- _What is asked_
Revise the rows below so that every "annotation review" becomes "quality control", keeping everything else as it is.

--- Start Given entries ---

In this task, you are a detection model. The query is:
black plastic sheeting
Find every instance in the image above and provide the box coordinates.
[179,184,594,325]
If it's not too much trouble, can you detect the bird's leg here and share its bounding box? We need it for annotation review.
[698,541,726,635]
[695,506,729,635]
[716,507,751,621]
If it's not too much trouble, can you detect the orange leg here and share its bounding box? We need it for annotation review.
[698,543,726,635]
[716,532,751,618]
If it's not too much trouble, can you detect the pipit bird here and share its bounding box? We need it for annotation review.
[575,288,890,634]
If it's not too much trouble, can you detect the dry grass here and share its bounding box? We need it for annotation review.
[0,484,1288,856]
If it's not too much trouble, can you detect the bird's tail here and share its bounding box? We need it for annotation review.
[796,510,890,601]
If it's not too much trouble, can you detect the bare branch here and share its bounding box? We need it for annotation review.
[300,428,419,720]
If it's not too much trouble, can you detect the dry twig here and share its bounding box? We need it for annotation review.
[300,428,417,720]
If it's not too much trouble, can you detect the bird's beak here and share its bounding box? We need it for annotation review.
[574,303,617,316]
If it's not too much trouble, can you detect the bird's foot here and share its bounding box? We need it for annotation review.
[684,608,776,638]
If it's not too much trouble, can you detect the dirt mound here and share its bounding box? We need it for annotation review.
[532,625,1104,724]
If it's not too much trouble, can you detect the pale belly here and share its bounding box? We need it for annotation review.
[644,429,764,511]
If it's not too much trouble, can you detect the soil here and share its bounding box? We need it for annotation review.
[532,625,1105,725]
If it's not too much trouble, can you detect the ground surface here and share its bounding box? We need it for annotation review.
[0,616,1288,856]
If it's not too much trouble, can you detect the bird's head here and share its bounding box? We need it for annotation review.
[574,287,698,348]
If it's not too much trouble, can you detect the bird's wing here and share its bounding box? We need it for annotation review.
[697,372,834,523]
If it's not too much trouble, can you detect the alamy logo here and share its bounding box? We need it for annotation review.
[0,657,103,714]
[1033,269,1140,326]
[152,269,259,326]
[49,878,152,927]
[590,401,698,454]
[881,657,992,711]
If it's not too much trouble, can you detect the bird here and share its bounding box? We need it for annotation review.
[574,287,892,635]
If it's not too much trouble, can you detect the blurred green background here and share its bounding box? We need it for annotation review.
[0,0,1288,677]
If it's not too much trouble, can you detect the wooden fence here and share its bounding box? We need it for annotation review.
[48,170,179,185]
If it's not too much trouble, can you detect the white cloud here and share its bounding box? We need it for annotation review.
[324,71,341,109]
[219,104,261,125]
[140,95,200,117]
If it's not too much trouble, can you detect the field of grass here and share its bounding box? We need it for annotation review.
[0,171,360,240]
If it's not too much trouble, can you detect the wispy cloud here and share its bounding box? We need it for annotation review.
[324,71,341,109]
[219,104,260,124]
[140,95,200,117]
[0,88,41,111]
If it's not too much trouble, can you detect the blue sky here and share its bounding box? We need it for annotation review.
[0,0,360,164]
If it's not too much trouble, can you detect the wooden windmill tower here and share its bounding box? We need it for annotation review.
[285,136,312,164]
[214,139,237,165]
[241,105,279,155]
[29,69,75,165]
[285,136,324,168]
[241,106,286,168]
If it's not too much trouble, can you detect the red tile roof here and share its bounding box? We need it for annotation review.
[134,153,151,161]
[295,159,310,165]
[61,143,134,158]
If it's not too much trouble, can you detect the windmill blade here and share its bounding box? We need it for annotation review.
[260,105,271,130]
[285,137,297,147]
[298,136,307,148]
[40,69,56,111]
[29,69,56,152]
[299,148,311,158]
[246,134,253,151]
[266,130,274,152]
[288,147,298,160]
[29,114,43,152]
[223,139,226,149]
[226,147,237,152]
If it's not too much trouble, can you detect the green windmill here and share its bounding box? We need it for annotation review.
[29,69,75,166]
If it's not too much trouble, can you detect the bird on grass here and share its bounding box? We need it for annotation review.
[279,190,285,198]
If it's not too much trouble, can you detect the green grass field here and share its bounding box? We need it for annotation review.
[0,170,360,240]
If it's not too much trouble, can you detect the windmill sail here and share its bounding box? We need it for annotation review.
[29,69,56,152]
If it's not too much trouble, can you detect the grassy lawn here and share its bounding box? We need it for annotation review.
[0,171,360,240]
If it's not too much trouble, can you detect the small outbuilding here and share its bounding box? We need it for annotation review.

--- End Given entries ---

- _Solution_
In this task, you are a detection model. The query is:
black plastic sheeting
Find every instance in the image above and provide the box coordinates.
[179,184,594,325]
If it's not too much trouble, can you detect the bird's leg here and share its bounding box? We need it for quality control.
[698,541,726,635]
[695,506,729,635]
[716,507,751,621]
If it's not too much trouble, can you detect the orange leg here and share its bounding box? We need it for quality control.
[698,543,726,635]
[716,532,751,618]
If it's not too much trouble, can you detect the pipit bird here and share its bounding box? We need it for quality control.
[575,288,890,634]
If it's not too much trouble, can you detect the dry grass here and share its bounding box? We need it for quality control.
[0,484,1288,856]
If it's not too much trouble, can you detect the bird's tail here and share its bounding box? We need it for quality control.
[796,510,890,601]
If it's not too much trouble, can you detect the bare branch here and share its bounding box? We need it for quality control.
[300,428,419,720]
If it's not too much trouble, can you detect the dry twig here and share its bounding box? We need it for quality control.
[300,428,417,720]
If it's not too much trouble, can you detect the bird's beak here and share its bounding box? We need it for quality control.
[574,303,617,316]
If it's not too much trouble, can you detect the bird's foot here and share its bounding box? We need it for quality control.
[684,608,776,638]
If it's not too much trouble, can you detect the dirt mound here and share its bounding box? We need it for quality control.
[532,625,1104,724]
If it's not too much trouble, can you detect the pale belly here and share its bounding box? We need it for quality control.
[644,429,764,511]
If it's not too much trouble, can you detect the soil here and share its bounding box? We need it for quality control.
[532,625,1105,725]
If it's not too much trouble, can you detect the ground surface here and share its bounding box? We need it for quality control.
[0,616,1288,856]
If it's not too much trouble, can you detect the bird's head here and share its bounding box? We need it for quality control.
[574,287,698,348]
If it's not too much trouble, can you detect the bird's wing here and share its bounding box? We need it for quality control.
[697,372,834,523]
If it's not too much trouble, can you detect the alamy logo here and share its bounding box? We need it for quality control.
[0,657,103,714]
[1033,269,1140,326]
[152,269,259,326]
[49,878,152,927]
[590,401,698,454]
[881,657,992,711]
If it's not too much trouble, can you detect the bird here and share its bounding box? We need it for quality control.
[574,287,892,635]
If it's not too much trouble, can you detect the blurred green background here and share its bounding box? We need it for quality control.
[0,0,1288,677]
If it's not too much trouble, can you detect the wooden fence here and share its bounding box? We need it for quality control.
[48,170,179,185]
If it's not too much trouble, can you detect the white cloud here and share its bounding box? We need it for quality control.
[324,71,341,109]
[219,104,261,125]
[140,95,200,117]
If it's not too much trouble, can you detect the field of grass here and share its bounding box? We need it for quality control.
[0,171,360,240]
If it's not too much trouble, can you detect the wispy cloud here and share its bounding box? We need it for quality control.
[324,71,341,109]
[219,104,260,124]
[140,95,200,117]
[0,88,41,111]
If it's not too much trouble, can you detect the blue sky here and share its bounding box? We need it for quality control.
[0,0,360,164]
If it's not too much trouble, can you detect the wooden windmill tower here and share its bounding box? We need it for quality control.
[285,136,312,164]
[214,139,237,165]
[241,105,279,155]
[29,69,75,165]
[285,136,324,168]
[241,106,286,168]
If it's not too much trouble, can you detect the red tile roof here and share its bounding box? We need it for quality control.
[134,153,151,161]
[295,159,310,165]
[61,143,134,158]
If it's not too much trouble, can you detect the windmill blade here and share its bounding box? We need it for quality control.
[260,105,271,130]
[285,137,297,147]
[298,136,307,148]
[40,69,56,111]
[29,69,56,152]
[299,148,311,158]
[246,134,253,151]
[266,130,274,152]
[288,147,298,160]
[29,114,43,152]
[223,139,226,149]
[226,147,237,152]
If it's not too much trouble, can you detect the green windmill here and share its bounding box? We need it for quality control.
[29,69,75,166]
If it's not too much trouble, can you detect the bird on grass here and share its bounding box? We need it for quality control.
[279,190,285,198]
If it's not too much trouble, can you detect the green grass field here and share its bounding box? We need it for quality control.
[0,170,360,240]
If it's not too much trouble, can you detect the windmill sail here and share its bounding box? We need it for quality control.
[29,69,56,152]
If it's not too much trouble, can you detect the grassy lawn here and share its bounding box? We need it for quality control.
[0,171,360,240]
If it's not too much trouble, can you detect the small outbuilding here and share its bounding box? We need it for quality control.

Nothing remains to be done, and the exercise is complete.